> EXERCISE TEXT:

▼

The God of Salvation
God, meet me in the middle of my life situation and teach me something I might not have realized before.
Read HABAKKUK 3:1–19
A prayer of Habakkuk the prophet. On shigionoth.
2 Lord, I have heard of your fame;
I stand in awe of your deeds, Lord.
Repeat them in our day,
in our time make them known;
in wrath remember mercy.
3 God came from Teman,
the Holy One from Mount Paran.
His glory covered the heavens
and his praise filled the earth.
4 His splendor was like the sunrise;
rays flashed from his hand,
where his power was hidden.
5 Plague went before him;
pestilence followed his steps.
6 He stood, and shook the earth;
he looked, and made the nations tremble.
The ancient mountains crumbled
and the age-old hills collapsed—
but he marches on forever.
7 I saw the tents of Cushan in distress,
the dwellings of Midian in anguish.
8 Were you angry with the rivers, Lord?
Was your wrath against the streams?
Did you rage against the sea
when you rode your horses
and your chariots to victory?
9 You uncovered your bow,
you called for many arrows.
You split the earth with rivers;
10 the mountains saw you and writhed.
Torrents of water swept by;
the deep roared
and lifted its waves on high.
11 Sun and moon stood still in the heavens
at the glint of your flying arrows,
at the lightning of your flashing spear.
12 In wrath you strode through the earth
and in anger you threshed the nations.
13 You came out to deliver your people,
to save your anointed one.
You crushed the leader of the land of wickedness,
you stripped him from head to foot.
14 With his own spear you pierced his head
when his warriors stormed out to scatter us,
gloating as though about to devour
the wretched who were in hiding.
15 You trampled the sea with your horses,
churning the great waters.
16 I heard and my heart pounded,
my lips quivered at the sound;
decay crept into my bones,
and my legs trembled.
Yet I will wait patiently for the day of calamity
to come on the nation invading us.

▲

> INFORMATION SUPPLIED:
▼

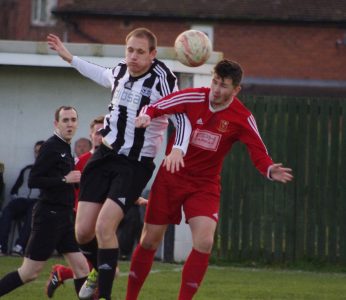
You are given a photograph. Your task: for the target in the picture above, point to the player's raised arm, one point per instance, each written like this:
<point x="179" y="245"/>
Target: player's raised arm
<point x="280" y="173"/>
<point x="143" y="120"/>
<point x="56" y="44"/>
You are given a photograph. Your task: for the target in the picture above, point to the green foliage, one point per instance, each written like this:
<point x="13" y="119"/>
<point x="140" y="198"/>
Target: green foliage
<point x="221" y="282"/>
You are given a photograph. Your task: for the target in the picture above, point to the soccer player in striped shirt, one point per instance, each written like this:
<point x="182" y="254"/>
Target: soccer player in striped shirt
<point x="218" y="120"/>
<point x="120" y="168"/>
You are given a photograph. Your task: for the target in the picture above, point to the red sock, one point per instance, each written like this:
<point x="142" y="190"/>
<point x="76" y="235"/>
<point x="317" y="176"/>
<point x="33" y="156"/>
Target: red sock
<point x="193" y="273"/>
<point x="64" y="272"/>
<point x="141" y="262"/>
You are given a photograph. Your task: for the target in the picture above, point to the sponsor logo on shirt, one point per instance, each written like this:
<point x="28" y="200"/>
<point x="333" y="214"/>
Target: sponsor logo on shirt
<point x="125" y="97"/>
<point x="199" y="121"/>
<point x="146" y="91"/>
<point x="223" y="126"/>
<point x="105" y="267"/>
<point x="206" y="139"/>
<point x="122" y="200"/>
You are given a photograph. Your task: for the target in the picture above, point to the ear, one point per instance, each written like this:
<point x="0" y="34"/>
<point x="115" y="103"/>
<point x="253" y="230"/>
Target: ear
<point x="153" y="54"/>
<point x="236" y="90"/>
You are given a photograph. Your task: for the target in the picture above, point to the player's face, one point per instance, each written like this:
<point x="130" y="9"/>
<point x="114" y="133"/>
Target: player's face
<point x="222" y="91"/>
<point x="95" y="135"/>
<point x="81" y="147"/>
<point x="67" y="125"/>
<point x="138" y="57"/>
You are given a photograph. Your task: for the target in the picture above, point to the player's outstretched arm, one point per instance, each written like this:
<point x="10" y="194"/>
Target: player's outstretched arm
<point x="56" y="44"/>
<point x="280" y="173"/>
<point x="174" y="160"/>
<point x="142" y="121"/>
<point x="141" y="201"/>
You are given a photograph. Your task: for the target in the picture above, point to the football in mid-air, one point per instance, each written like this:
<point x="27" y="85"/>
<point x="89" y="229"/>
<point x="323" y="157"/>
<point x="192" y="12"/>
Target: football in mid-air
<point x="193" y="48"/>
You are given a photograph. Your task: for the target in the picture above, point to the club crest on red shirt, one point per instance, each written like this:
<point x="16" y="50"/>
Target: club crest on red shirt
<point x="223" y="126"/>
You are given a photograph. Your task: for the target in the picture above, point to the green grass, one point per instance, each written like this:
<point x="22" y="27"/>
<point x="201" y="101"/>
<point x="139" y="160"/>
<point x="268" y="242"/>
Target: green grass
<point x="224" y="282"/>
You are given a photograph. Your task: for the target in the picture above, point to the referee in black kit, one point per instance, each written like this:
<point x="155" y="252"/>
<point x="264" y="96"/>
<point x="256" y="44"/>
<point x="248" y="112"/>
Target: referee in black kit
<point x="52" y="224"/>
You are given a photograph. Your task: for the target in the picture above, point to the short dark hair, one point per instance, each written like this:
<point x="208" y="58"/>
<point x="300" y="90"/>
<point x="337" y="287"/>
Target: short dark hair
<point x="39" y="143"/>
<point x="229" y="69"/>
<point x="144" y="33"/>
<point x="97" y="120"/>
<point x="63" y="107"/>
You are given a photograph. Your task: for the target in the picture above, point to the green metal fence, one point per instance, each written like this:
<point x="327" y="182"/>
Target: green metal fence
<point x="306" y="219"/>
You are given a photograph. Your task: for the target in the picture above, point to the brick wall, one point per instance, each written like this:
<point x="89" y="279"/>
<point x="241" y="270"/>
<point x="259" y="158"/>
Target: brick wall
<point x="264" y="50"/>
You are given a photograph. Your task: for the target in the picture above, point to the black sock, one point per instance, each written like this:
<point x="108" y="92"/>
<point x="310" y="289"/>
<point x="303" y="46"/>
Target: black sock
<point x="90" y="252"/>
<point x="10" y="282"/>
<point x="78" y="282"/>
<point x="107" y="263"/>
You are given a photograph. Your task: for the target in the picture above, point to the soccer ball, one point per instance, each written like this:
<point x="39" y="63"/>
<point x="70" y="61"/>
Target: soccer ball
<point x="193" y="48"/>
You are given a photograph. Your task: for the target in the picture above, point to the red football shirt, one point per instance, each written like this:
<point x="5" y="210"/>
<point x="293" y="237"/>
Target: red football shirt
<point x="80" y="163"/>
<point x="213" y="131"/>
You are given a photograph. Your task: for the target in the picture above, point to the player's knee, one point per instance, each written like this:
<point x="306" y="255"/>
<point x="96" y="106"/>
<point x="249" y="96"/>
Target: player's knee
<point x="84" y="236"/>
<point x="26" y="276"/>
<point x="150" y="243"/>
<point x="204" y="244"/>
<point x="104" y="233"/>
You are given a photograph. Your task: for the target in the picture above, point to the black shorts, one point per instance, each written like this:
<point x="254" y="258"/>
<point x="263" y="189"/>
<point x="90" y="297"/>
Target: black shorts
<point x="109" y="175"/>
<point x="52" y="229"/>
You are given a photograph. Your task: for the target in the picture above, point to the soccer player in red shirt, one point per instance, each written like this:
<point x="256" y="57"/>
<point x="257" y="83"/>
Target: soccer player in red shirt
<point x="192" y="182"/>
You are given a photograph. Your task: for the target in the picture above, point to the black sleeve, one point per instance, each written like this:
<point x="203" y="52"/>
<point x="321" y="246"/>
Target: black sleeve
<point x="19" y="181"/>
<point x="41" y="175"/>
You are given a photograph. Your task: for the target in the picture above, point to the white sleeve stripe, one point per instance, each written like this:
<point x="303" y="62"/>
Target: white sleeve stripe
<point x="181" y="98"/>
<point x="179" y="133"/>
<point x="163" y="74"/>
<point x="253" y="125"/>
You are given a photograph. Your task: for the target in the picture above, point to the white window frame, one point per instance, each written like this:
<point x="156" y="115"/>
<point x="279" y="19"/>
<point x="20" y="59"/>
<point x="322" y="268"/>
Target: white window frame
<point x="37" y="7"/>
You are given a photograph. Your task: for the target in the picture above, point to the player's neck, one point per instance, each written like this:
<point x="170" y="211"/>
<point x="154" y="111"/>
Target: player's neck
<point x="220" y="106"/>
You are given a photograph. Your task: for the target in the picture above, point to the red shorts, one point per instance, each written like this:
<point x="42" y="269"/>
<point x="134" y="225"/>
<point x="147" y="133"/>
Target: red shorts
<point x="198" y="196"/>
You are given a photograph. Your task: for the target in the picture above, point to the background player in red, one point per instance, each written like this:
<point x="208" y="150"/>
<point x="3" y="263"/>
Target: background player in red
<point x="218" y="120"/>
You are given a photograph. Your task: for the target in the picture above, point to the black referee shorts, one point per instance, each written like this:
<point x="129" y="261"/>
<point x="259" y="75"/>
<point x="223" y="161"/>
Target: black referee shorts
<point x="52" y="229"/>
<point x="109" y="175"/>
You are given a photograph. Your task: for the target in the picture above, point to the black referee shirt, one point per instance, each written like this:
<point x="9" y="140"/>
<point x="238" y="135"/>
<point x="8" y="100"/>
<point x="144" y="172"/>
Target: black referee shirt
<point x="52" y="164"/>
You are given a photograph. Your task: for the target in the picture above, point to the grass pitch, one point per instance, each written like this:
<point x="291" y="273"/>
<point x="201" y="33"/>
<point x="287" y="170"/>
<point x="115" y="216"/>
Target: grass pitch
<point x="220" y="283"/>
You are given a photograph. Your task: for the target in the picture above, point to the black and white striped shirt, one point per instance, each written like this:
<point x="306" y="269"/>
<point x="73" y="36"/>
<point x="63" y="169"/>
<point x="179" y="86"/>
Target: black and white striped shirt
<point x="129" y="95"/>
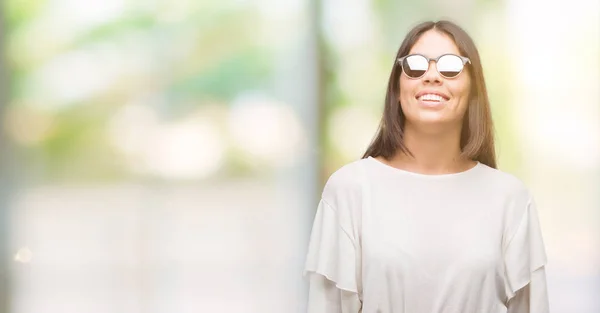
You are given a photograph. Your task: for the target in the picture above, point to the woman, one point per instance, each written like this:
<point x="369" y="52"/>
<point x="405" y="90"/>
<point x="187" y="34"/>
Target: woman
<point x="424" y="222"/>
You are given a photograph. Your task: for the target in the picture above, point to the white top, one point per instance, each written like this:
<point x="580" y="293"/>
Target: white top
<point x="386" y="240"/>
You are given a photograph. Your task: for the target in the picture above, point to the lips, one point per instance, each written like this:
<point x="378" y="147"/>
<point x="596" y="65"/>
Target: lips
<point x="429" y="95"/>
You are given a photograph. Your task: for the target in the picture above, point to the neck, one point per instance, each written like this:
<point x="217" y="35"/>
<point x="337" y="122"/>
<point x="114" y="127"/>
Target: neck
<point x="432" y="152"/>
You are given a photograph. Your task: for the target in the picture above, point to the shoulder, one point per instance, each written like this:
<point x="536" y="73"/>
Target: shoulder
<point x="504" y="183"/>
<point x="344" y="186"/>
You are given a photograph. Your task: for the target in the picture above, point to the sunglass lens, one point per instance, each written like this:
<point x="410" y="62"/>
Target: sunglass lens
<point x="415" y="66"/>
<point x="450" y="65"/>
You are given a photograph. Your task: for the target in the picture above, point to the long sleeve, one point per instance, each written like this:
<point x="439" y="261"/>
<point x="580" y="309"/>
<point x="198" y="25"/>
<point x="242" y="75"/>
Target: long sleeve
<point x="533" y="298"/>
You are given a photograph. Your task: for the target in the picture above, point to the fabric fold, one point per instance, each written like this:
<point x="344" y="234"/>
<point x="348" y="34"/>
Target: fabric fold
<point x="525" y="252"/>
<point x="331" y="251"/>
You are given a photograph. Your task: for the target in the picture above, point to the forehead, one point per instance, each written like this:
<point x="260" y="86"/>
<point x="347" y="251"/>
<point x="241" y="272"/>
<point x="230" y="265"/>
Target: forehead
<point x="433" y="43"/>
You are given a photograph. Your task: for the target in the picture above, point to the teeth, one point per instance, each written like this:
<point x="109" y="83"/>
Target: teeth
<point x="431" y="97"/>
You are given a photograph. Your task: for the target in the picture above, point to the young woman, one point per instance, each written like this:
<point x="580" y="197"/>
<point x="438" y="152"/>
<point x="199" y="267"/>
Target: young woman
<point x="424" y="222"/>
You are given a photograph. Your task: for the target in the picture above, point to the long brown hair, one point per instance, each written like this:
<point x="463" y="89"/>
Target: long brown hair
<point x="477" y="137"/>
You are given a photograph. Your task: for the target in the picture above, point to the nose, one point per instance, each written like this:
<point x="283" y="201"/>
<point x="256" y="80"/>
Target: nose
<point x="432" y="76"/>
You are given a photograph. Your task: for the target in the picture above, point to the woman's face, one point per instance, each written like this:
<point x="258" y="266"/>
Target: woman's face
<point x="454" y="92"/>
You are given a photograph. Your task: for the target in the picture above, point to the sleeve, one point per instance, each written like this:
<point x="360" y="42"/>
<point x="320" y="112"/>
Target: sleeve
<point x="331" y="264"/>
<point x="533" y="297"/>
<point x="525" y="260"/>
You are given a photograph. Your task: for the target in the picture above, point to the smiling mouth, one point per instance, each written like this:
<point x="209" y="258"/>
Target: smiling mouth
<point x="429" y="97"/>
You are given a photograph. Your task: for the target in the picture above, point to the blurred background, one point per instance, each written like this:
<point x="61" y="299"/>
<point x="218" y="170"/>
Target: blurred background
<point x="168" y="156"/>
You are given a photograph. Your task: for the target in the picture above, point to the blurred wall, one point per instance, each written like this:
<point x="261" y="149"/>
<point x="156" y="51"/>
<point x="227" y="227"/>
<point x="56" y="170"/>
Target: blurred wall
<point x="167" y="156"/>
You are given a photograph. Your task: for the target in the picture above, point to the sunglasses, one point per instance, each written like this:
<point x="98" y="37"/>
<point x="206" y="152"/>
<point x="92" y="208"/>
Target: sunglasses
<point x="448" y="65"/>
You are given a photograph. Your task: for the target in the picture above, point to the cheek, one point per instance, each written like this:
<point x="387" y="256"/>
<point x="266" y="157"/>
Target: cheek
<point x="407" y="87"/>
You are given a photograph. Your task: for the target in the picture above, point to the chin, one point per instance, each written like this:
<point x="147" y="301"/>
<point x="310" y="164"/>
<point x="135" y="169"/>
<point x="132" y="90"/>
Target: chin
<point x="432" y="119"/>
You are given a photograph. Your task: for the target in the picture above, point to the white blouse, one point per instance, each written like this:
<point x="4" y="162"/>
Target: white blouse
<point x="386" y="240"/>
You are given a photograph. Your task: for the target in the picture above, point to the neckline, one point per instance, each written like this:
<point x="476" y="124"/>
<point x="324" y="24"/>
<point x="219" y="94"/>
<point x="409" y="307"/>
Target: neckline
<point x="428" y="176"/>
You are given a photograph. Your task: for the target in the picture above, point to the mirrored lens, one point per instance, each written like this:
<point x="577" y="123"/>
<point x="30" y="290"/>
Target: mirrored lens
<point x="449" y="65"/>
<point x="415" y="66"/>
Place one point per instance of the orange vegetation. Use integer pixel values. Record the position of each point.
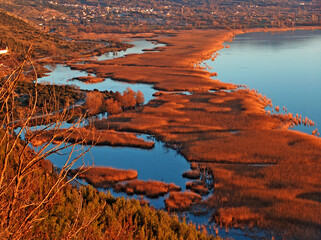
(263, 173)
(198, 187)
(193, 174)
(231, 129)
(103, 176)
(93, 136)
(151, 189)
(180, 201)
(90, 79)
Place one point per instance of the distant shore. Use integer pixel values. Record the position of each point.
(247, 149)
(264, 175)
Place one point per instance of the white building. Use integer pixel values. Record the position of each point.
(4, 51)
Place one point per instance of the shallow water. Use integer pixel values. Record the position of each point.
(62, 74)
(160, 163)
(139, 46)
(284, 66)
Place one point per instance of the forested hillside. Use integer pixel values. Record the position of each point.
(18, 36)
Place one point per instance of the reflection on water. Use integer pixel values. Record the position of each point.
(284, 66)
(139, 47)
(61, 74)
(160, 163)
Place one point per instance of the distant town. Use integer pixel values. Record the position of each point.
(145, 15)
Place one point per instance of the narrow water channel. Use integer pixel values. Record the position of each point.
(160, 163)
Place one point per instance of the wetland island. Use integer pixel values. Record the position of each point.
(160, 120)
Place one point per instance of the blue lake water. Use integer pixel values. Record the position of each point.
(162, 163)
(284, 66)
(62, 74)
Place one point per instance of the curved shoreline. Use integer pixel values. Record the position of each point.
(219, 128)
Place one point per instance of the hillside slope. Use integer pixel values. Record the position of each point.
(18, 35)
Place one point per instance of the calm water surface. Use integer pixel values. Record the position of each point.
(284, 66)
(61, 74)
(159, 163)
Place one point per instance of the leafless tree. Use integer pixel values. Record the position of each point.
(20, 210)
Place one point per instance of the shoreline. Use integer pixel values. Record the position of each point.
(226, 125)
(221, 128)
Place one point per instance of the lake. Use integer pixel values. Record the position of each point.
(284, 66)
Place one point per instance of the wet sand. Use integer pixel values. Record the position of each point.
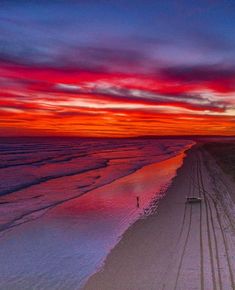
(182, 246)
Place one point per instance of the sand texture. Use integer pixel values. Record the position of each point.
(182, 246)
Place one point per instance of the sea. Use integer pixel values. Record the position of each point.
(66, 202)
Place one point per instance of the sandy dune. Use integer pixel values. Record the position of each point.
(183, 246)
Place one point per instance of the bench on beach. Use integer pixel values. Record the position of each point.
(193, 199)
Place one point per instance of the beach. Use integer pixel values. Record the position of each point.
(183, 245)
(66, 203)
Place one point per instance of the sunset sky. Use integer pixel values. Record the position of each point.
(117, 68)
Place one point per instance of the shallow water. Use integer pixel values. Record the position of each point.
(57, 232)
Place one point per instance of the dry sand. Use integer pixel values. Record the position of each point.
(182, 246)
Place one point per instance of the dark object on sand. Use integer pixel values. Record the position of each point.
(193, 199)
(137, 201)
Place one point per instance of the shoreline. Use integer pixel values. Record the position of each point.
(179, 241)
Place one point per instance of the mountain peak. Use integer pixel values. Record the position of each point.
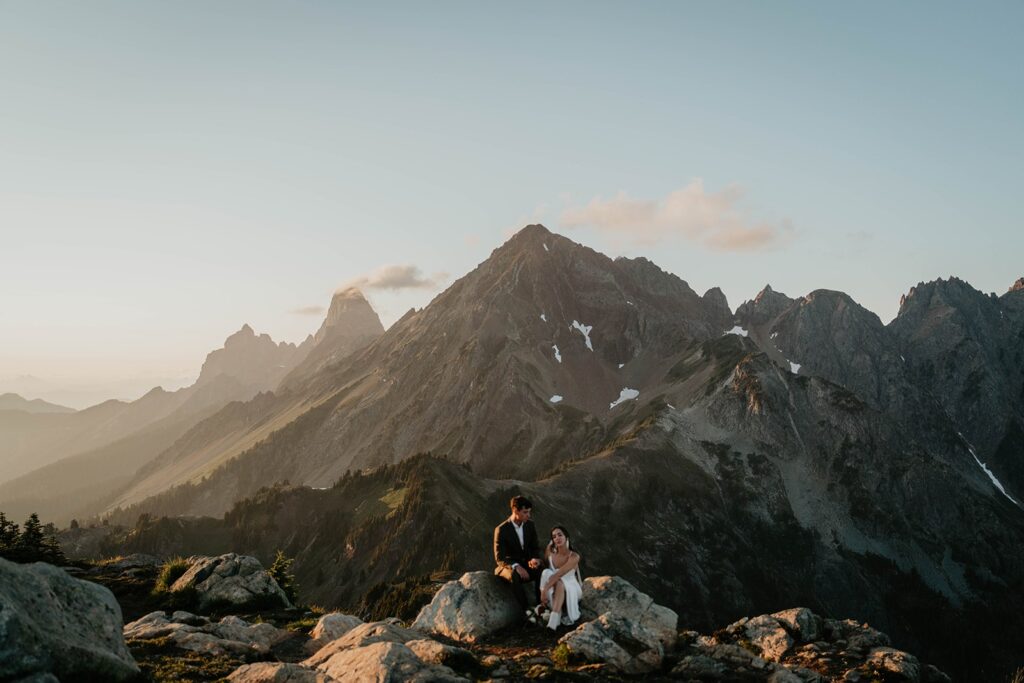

▲

> TASKS TO COMPLETE:
a - Using the Habakkuk passage, say whether each statement agrees with it. Answer yes or no for each, and quote the words that decide it. (i) God came from Teman. (ii) The sun and moon fled from the heavens. (iii) The speaker's legs trembled.
b - Continue the Habakkuk passage from the point after its last line.

> ANSWERS IN ORDER:
a - (i) Yes: "God came from Teman," (ii) No: "Sun and moon stood still in the heavens" (iii) Yes: "and my legs trembled."

b -
17 Though the fig tree does not bud
and there are no grapes on the vines,
though the olive crop fails
and the fields produce no food,
though there are no sheep in the pen
and no cattle in the stalls,
18 yet I will rejoice in the Lord,
I will be joyful in God my Savior.
19 The Sovereign Lord is my strength;
he makes my feet like the feet of a deer,
he enables me to tread on the heights.
For the director of music. On my stringed instruments.
New International Version (NIV)
Holy Bible, New International Version®, NIV® Copyright ©1973, 1978, 1984, 2011 by Biblica, Inc.® Used by permission. All rights reserved worldwide.
ReflectHabakkuk looks back upon God’s deeds. As Christians, where do we look back to and how does it strengthen us?
Having heard God’s answer to his questions, how will Habakkuk respond? In reality the situation is still as bad as ever, but something has happened in the process of engaging with the Lord, and Habakkuk turns to prayer—in a song, written for “stringed instruments” (19). What does Habakkuk sing about?
He begins by asking for God’s intervention (1,2), but the bulk of the song is taken up with recalling God’s mighty deeds. God has intervened in the past (the poetic language in verses 3–15 is reminiscent of the Exodus from Egypt), and he can do so again. Finally, Habakkuk sings of trusting in God’s salvation, resolving to wait for the Lord to bring about the judgment he has promised (16) and to rejoice meanwhile, no matter what happens, in the God who is his Savior (18).
Many of us look back and wonder how we would have coped if God had not been with us to sustain us. We can make Habakkuk’s song our own, trusting that the sovereign Lord loves us and is with us—not necessarily to remove us from times of
trouble and testing, but to give us a strength we would not have otherwise.
Use Habakkuk 3:2 to pray concerning a conviction about God’s work, a call for God’s action and a cry for God’s mercy.
“I will rejoice in the Lord, I will be joyful in God my Savior. The Sovereign Lord is my strength” (18,19).